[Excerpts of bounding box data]
==================================================
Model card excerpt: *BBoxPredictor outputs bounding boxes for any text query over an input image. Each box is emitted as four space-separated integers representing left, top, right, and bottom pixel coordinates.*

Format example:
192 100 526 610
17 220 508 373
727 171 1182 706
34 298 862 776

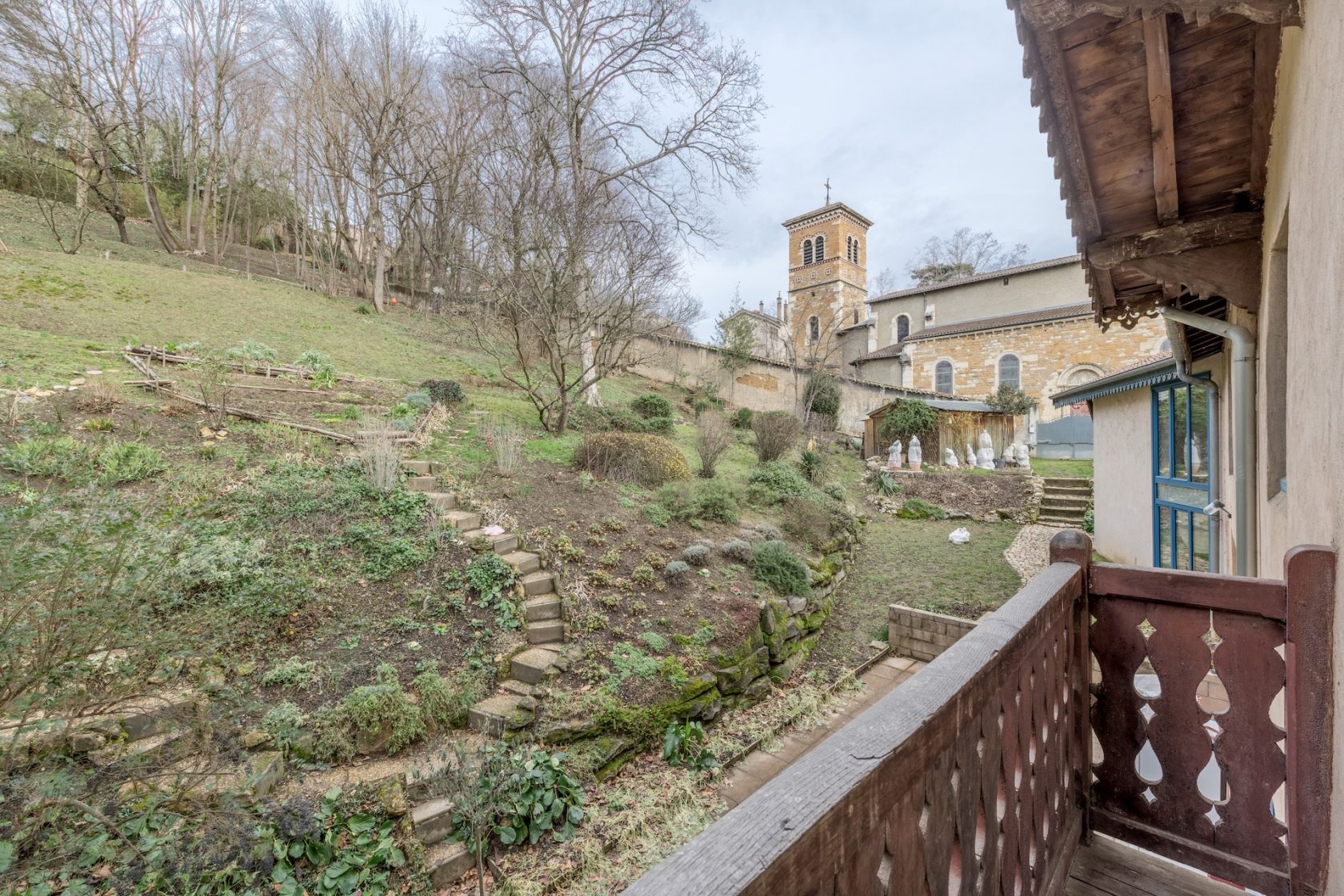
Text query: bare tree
907 227 1027 286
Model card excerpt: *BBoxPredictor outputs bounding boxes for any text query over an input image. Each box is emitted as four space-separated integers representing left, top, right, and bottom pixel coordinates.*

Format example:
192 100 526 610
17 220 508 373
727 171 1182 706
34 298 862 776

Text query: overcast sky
382 0 1077 338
==================================================
What you have to do: Rewrite all the entries above with "input image" changed to "source image" and everything else left as it is. Leave the pictures out of your answer.

Answer to this problem:
Model card excerpt: *BBoxPredictor outputs bounding boxes for any text query over an source image. Each box is emitted as four space-separated integers representing left, top, right, and bottom pixel coordinates.*

Format example:
192 100 526 610
17 220 508 373
727 171 1182 706
34 298 862 776

Text query: bare tree
907 227 1027 286
Model card excerpt: *BBoxPredictor outputs bounding boxes for any text query over an source image. Each box is emitted as four space-separated integers representing left, top, right, and bottom pixel coordinates.*

Format example:
192 100 526 610
17 220 508 373
727 171 1182 706
34 298 862 776

Text query: overcast sky
382 0 1077 338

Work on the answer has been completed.